Excerpted text:
--*--
I got to get up late today, because I have a doctor's appointment at 9:30. Exciting! And don't get dramatic; I'm not dying of anything. I'm going for my annual RICOLAAAAAAAA! appointment.
What a stupid-ass commercial.
Last night, Ned and I went to our old theater we like so much, where everybody knows our name and we really hope Sam and Diane get back together. The guy who always sells us our popcorn told us that they're opening the third (!!!!) level, and they'll be showing Hitchcock movies there in a few weeks. I cannot even stand it.
The first one they're showing is Rear Window, which I missed last summer and Ned saw. "Isn't that the one where you Jack Rubied me?" Ned asked. Last year, I was having some crisis du jour, and I called Ned in a lather. "I can't go!" I wailed. "I have blah de de bloo!" I can't even remember what the crisis was. I think I bounced a check or something. The point is, the whole sitch was fixed an hour later, so I called him.
He wasn't home.
"Did he...? He WENT TO THE MOVIE!?" Oh, I was mad. Shouldn't he be at home, worried sick about my bounced check? Shouldn't he be rushing over to help? I vaguely recalled his, "Is there anything I can do?" but just because I said NO didn't mean there was nothing he could DO. Didn't he understand that?
Oh, my lather was back. So at closing time of the movie, I drove over there, and as he came out of the theater like a normal person I STAMPEDED over to him. "I CAN'T BELIEVE YOU WENT TO THE MOVIE!" I wailed.
--*--
Referring expression data
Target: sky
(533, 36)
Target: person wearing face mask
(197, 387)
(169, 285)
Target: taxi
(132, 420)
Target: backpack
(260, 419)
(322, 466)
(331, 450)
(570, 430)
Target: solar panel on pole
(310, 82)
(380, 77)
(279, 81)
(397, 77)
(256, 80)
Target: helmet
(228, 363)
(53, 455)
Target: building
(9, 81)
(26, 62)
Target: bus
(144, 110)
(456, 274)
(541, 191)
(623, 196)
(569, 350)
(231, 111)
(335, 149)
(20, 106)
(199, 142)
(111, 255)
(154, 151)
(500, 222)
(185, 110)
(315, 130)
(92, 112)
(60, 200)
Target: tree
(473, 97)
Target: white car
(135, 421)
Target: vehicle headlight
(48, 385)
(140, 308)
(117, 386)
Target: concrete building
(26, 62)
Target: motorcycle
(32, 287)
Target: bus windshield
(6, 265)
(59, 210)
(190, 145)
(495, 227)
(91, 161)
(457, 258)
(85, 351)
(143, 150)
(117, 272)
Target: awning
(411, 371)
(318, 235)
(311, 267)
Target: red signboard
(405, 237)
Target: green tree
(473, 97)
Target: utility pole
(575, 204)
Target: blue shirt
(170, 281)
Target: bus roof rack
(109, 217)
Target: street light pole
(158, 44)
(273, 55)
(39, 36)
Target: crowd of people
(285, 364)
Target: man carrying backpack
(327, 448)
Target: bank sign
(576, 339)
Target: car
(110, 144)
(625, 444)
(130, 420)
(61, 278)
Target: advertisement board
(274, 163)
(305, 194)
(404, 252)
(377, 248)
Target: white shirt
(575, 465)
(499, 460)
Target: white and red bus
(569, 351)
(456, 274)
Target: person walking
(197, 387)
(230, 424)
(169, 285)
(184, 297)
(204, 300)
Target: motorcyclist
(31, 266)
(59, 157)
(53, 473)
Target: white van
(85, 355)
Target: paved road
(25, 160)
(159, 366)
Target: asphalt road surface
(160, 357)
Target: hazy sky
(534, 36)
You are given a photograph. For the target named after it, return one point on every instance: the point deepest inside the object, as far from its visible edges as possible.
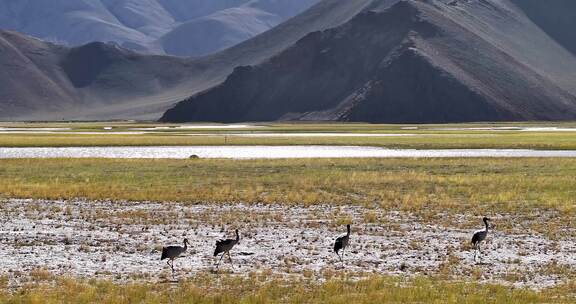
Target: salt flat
(122, 241)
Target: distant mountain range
(173, 27)
(356, 60)
(412, 61)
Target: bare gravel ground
(122, 241)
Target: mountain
(410, 61)
(173, 27)
(99, 81)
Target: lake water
(267, 152)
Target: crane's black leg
(230, 258)
(218, 264)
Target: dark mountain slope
(418, 61)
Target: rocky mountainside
(174, 27)
(410, 61)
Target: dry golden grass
(417, 185)
(259, 289)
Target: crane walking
(224, 247)
(173, 252)
(480, 236)
(341, 243)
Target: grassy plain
(433, 185)
(260, 289)
(422, 136)
(429, 188)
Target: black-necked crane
(173, 252)
(224, 247)
(480, 236)
(341, 243)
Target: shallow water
(267, 152)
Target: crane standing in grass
(341, 243)
(173, 252)
(224, 247)
(480, 236)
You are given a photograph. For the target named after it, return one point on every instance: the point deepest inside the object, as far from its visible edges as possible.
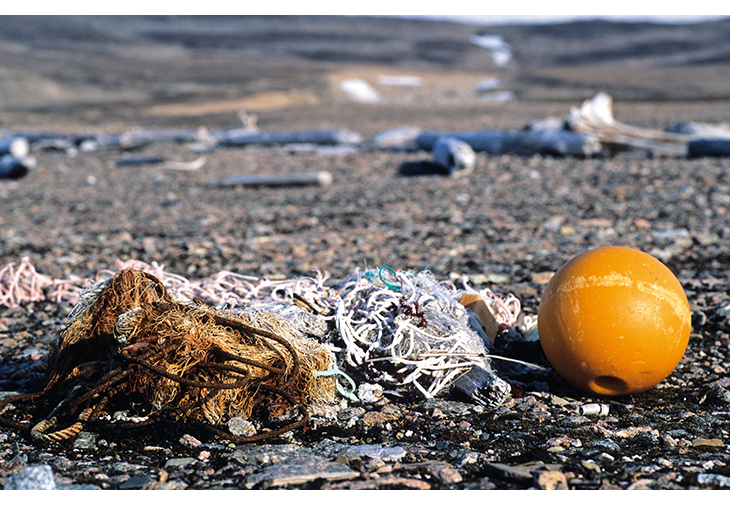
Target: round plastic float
(614, 321)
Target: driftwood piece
(244, 137)
(595, 117)
(322, 178)
(560, 143)
(455, 155)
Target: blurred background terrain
(73, 72)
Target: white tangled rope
(411, 331)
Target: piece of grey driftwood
(708, 147)
(455, 155)
(14, 167)
(595, 117)
(244, 137)
(321, 178)
(557, 143)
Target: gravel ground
(507, 226)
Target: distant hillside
(63, 61)
(618, 44)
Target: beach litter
(255, 349)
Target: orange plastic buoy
(614, 321)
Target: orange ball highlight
(614, 321)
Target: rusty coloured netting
(128, 338)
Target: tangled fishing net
(141, 340)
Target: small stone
(179, 462)
(445, 474)
(708, 442)
(369, 393)
(711, 479)
(189, 441)
(550, 480)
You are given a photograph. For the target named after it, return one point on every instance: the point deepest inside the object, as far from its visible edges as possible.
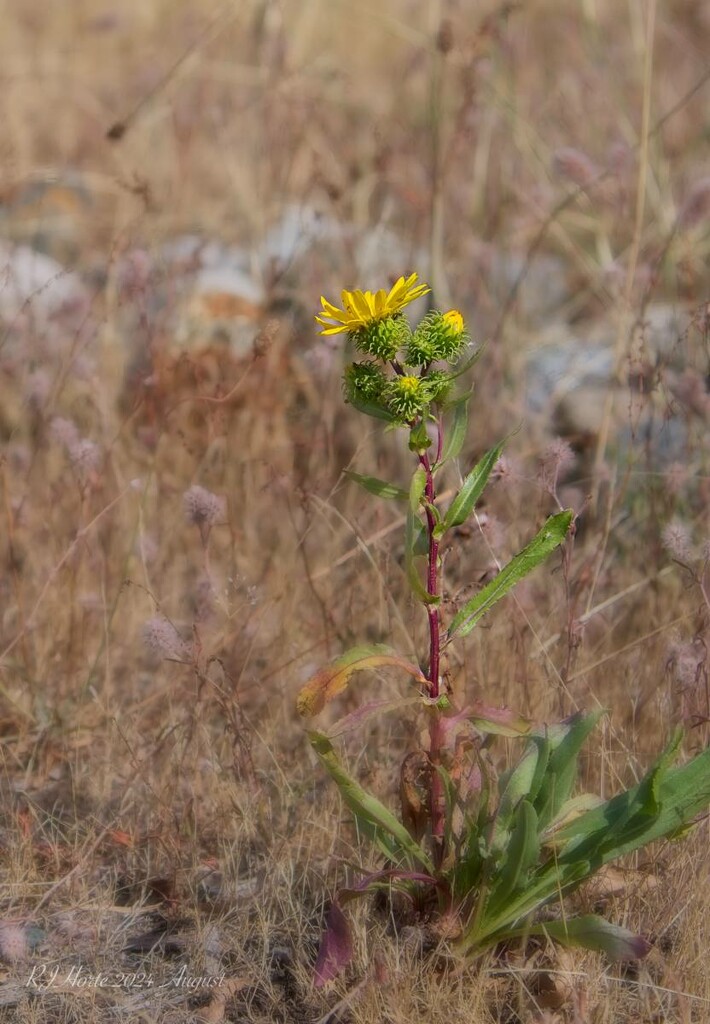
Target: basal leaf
(617, 827)
(377, 822)
(560, 773)
(592, 932)
(379, 487)
(549, 538)
(521, 853)
(514, 787)
(333, 679)
(336, 947)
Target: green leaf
(623, 823)
(560, 774)
(419, 439)
(549, 538)
(496, 721)
(417, 487)
(521, 853)
(333, 678)
(378, 823)
(456, 435)
(468, 364)
(371, 409)
(514, 788)
(592, 932)
(470, 492)
(412, 536)
(379, 487)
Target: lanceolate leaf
(470, 492)
(465, 367)
(456, 434)
(497, 721)
(370, 409)
(379, 487)
(378, 823)
(621, 824)
(333, 679)
(413, 577)
(592, 932)
(549, 538)
(560, 773)
(416, 488)
(521, 853)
--*--
What the task requires: For each statement, answer yes or no on whether it agrees with the post about the movie theater, and quote the words from the post that settle it. (a) The doctor's appointment is at 9:30. (b) Ned missed Rear Window last summer. (c) The theater will show Hitchcock movies on its third level.

Answer box:
(a) Yes: "I have a doctor's appointment at 9:30"
(b) No: "Rear Window, which I missed last summer and Ned saw"
(c) Yes: "they're opening the third (!!!!) level, and they'll be showing Hitchcock movies there in a few weeks"